__ASSIGNED TASK__
What you hand back must match the records word for word, with no pictures.
--- START ---
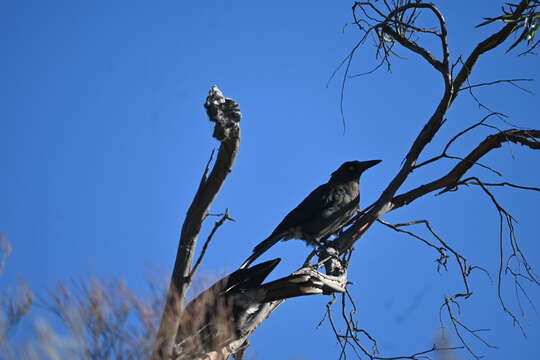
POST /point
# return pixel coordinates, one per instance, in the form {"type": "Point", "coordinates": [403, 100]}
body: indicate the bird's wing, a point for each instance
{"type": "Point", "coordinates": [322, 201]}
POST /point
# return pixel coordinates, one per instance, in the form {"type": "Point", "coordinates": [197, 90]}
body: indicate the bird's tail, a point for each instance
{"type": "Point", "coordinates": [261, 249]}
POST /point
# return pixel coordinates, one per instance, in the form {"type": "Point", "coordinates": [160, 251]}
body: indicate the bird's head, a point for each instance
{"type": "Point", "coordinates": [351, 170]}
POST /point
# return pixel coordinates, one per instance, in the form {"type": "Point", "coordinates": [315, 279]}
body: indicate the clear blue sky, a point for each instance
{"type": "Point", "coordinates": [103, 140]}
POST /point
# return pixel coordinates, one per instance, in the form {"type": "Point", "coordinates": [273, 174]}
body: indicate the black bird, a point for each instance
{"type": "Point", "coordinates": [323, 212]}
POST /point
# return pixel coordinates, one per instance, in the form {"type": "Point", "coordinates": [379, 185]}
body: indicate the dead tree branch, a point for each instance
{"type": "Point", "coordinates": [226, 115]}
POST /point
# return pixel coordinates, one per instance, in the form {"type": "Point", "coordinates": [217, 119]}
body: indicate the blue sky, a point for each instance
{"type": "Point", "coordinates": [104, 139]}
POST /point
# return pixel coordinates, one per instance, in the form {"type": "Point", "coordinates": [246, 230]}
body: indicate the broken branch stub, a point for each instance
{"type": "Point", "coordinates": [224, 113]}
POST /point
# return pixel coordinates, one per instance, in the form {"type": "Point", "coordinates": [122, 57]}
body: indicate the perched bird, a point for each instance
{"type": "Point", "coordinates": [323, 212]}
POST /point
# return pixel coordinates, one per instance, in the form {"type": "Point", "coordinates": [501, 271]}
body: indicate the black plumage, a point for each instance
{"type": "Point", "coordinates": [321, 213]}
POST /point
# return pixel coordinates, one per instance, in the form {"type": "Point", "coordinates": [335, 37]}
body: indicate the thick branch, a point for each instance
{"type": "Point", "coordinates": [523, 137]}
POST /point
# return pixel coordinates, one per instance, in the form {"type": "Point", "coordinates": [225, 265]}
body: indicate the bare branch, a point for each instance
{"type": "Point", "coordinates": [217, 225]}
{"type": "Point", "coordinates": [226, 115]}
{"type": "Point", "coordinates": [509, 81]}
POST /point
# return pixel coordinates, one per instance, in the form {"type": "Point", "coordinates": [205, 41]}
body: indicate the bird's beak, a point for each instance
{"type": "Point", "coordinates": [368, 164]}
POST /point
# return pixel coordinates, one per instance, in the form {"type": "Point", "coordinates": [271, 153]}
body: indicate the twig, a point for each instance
--- END ---
__OUTPUT BELOW__
POST /point
# return pixel coordinates, one per instance, in the form {"type": "Point", "coordinates": [403, 100]}
body: indicate the bird's wing, a point for each instance
{"type": "Point", "coordinates": [322, 201]}
POST /point
# return pixel coordinates, one per instance, in the form {"type": "Point", "coordinates": [197, 90]}
body: indicate the bird's tail, a point for each instance
{"type": "Point", "coordinates": [261, 249]}
POST /point
# return pixel coordinates, one per instance, in the form {"type": "Point", "coordinates": [160, 251]}
body: indicate the bird's head, a point for each instance
{"type": "Point", "coordinates": [351, 170]}
POST /point
# return pixel coordinates, one per instance, in the form {"type": "Point", "coordinates": [315, 279]}
body: indicate the clear blue sky, a point for each instance
{"type": "Point", "coordinates": [103, 140]}
POST /point
# return pixel coordinates, one per instance, in the form {"type": "Point", "coordinates": [273, 174]}
body: indicate the black bird, a point for each instance
{"type": "Point", "coordinates": [323, 212]}
POST /point
# return pixel coordinates, one per instance, in the form {"type": "Point", "coordinates": [379, 185]}
body: indicate the dead tree branch, a point for each instance
{"type": "Point", "coordinates": [226, 115]}
POST /point
# return pixel coordinates, one per instance, in the form {"type": "Point", "coordinates": [217, 119]}
body: indicate the blue sky, a point for each instance
{"type": "Point", "coordinates": [104, 139]}
POST /point
# return pixel coordinates, one per instance, in the form {"type": "Point", "coordinates": [246, 230]}
body: indicate the broken branch stub, a point for each instance
{"type": "Point", "coordinates": [224, 113]}
POST /point
# return pixel coordinates, one per instance, in the form {"type": "Point", "coordinates": [122, 57]}
body: indicate the perched bird, a point for each instance
{"type": "Point", "coordinates": [323, 212]}
POST /point
# return pixel coordinates, one per instance, in the form {"type": "Point", "coordinates": [501, 271]}
body: indicate the black plumage, a point for each instance
{"type": "Point", "coordinates": [321, 213]}
POST /point
# return pixel coordinates, one per instance, in the form {"type": "Point", "coordinates": [335, 37]}
body: indicate the thick branch, a point for each instance
{"type": "Point", "coordinates": [523, 137]}
POST /point
# return pixel coordinates, one per instance, in the form {"type": "Point", "coordinates": [225, 265]}
body: indicate the bare branch, a point for each instance
{"type": "Point", "coordinates": [217, 225]}
{"type": "Point", "coordinates": [226, 115]}
{"type": "Point", "coordinates": [509, 81]}
POST /point
# return pixel coordinates, one per instance, in the form {"type": "Point", "coordinates": [205, 41]}
body: indicate the bird's beak, a point for each instance
{"type": "Point", "coordinates": [368, 164]}
POST /point
# return pixel coordinates, one per instance, in the form {"type": "Point", "coordinates": [271, 153]}
body: indicate the twig, a point for each instance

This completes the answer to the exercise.